• [Exercise prompt]: Return each record unchanged and drop the images.

• [Recorded information]:
Start of Block

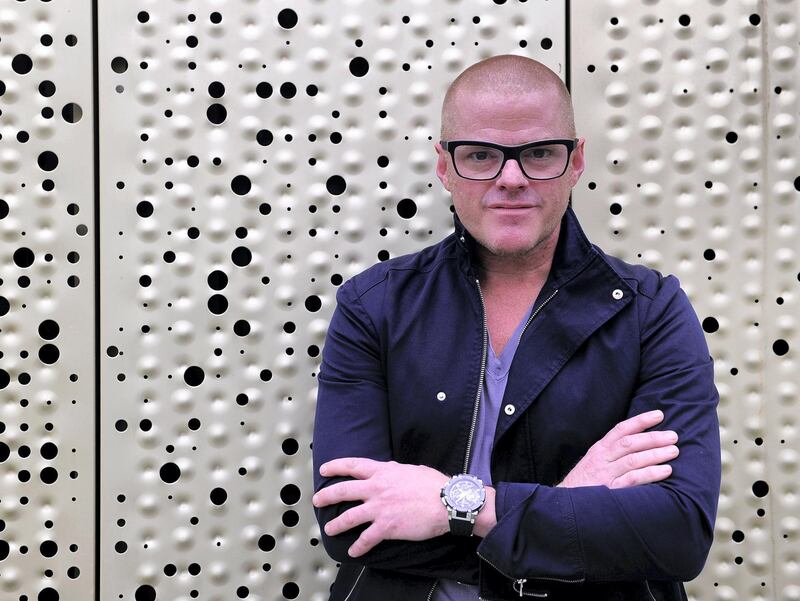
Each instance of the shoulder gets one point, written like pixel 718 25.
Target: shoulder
pixel 646 281
pixel 406 266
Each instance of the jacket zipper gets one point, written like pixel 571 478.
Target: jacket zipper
pixel 433 588
pixel 355 584
pixel 476 408
pixel 521 581
pixel 477 405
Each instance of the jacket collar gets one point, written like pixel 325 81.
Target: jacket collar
pixel 572 254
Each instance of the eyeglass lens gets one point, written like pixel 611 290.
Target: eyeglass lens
pixel 539 162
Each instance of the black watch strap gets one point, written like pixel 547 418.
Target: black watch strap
pixel 459 526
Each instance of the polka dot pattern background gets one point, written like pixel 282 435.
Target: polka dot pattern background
pixel 690 110
pixel 252 157
pixel 47 292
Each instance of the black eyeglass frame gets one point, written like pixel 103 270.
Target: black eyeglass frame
pixel 510 152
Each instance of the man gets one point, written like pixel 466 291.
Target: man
pixel 483 403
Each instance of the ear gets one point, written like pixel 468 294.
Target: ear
pixel 441 165
pixel 578 163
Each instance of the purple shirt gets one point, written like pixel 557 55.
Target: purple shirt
pixel 494 386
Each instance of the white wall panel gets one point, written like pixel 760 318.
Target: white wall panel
pixel 322 165
pixel 690 110
pixel 47 295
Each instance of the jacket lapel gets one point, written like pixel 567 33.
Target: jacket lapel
pixel 589 293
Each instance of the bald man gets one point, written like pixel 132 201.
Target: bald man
pixel 499 414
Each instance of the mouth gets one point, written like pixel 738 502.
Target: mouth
pixel 511 207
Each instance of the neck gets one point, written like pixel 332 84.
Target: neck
pixel 530 268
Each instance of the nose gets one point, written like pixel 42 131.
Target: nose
pixel 511 176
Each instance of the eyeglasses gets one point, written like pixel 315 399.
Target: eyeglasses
pixel 545 159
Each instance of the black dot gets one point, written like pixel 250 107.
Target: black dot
pixel 336 185
pixel 266 542
pixel 145 593
pixel 313 303
pixel 144 208
pixel 48 160
pixel 406 208
pixel 264 90
pixel 170 472
pixel 288 89
pixel 216 113
pixel 48 329
pixel 241 327
pixel 264 137
pixel 287 18
pixel 217 280
pixel 216 89
pixel 72 112
pixel 218 496
pixel 290 446
pixel 780 347
pixel 359 66
pixel 760 488
pixel 241 256
pixel 119 64
pixel 22 64
pixel 23 257
pixel 194 375
pixel 290 494
pixel 241 185
pixel 48 354
pixel 217 304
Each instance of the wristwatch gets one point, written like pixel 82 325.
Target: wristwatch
pixel 463 496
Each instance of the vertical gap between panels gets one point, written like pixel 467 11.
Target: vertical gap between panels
pixel 97 321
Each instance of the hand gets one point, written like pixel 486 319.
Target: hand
pixel 627 455
pixel 400 500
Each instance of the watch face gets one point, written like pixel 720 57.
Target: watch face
pixel 465 493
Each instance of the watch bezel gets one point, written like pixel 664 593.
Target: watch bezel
pixel 461 478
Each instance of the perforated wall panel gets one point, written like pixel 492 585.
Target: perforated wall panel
pixel 47 316
pixel 254 156
pixel 690 109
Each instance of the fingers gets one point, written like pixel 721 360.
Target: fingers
pixel 368 539
pixel 633 425
pixel 349 490
pixel 633 443
pixel 349 519
pixel 646 475
pixel 358 467
pixel 645 459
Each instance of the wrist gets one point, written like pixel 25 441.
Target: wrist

End of Block

• [Solution]:
Each instance of the shoulder gets one point, written like pixel 718 25.
Target: shoulder
pixel 646 281
pixel 406 266
Each instance of the jacket zipper gets one point, written like pixel 571 478.
Target: jacket zipper
pixel 433 588
pixel 355 584
pixel 476 408
pixel 521 581
pixel 477 405
Each instance of the jacket collar gets one point, written like pixel 325 81.
Target: jacket collar
pixel 572 254
Each instance of the eyeglass lens gets one point, written like pixel 611 290.
Target: eyeglass lens
pixel 539 162
Each instance of the black watch strap gets one point, written like pixel 547 418.
Target: black watch strap
pixel 459 526
Each instance of the polka dot pattern background gets one point, written like pixel 282 435.
Target: polka dot pattern background
pixel 690 110
pixel 252 157
pixel 47 292
Each instance of the black eyeglass frame gets one point, written like pixel 103 270.
Target: black eyeglass frame
pixel 510 152
Each instance of the man gets one point, written like pixel 466 291.
Target: man
pixel 483 403
Each instance of the ear gets one point, written like pixel 468 294.
Target: ear
pixel 441 165
pixel 578 163
Each instance of the purple shirt gets one point, written like pixel 557 55.
Target: purple shirt
pixel 494 386
Each instance of the white wall panel gets one point, written like pixel 760 318.
Target: white wall panel
pixel 322 165
pixel 690 110
pixel 47 295
Each instance of the jacket lapel gets one point, written like pixel 567 33.
Target: jacket lapel
pixel 589 293
Each instance of the bald man gets one point, written like pixel 132 201.
Target: bald man
pixel 499 414
Each instance of the mouth gets one point, written like pixel 738 502.
Target: mouth
pixel 511 207
Each instance of the neck gets one point, written like pixel 332 84.
Target: neck
pixel 530 268
Each instance of the nose gets one point, written like pixel 42 131.
Target: nose
pixel 511 176
Each instance of the eyeglasses gets one point, written like pixel 315 399.
Target: eyeglasses
pixel 545 159
Each instance of the black dot gets one point, written like pixel 250 107.
Target: black dot
pixel 336 185
pixel 266 542
pixel 145 593
pixel 313 303
pixel 144 208
pixel 48 160
pixel 406 208
pixel 264 90
pixel 170 472
pixel 288 89
pixel 216 113
pixel 48 329
pixel 241 327
pixel 264 137
pixel 287 18
pixel 217 280
pixel 216 89
pixel 72 112
pixel 218 496
pixel 290 446
pixel 780 347
pixel 359 66
pixel 760 488
pixel 241 256
pixel 119 64
pixel 22 64
pixel 23 257
pixel 194 375
pixel 290 494
pixel 241 185
pixel 48 354
pixel 217 304
Each instance of the wristwatch gets one point, written like pixel 82 325.
Target: wristwatch
pixel 463 496
Each instance of the vertical gap between panels gets one point, written like pixel 467 11.
Target: vertical gap between panels
pixel 97 321
Each instance of the hand gets one point, written like pixel 486 319.
Target: hand
pixel 627 455
pixel 400 500
Each instance of the watch face gets one point, written like pixel 720 57.
Target: watch face
pixel 465 493
Each instance of the watch bezel gets one point, written like pixel 664 593.
Target: watch bezel
pixel 461 478
Each instance of the perforated wall panel gets one point, written like pixel 492 585.
Target: perforated wall panel
pixel 47 316
pixel 254 156
pixel 690 109
Each instance of the fingers gets one point, written like pixel 721 360.
Target: fingers
pixel 368 539
pixel 633 425
pixel 349 490
pixel 633 443
pixel 349 519
pixel 646 475
pixel 358 467
pixel 645 459
Each instance of the wrist gets one point, written like pixel 25 441.
Target: wrist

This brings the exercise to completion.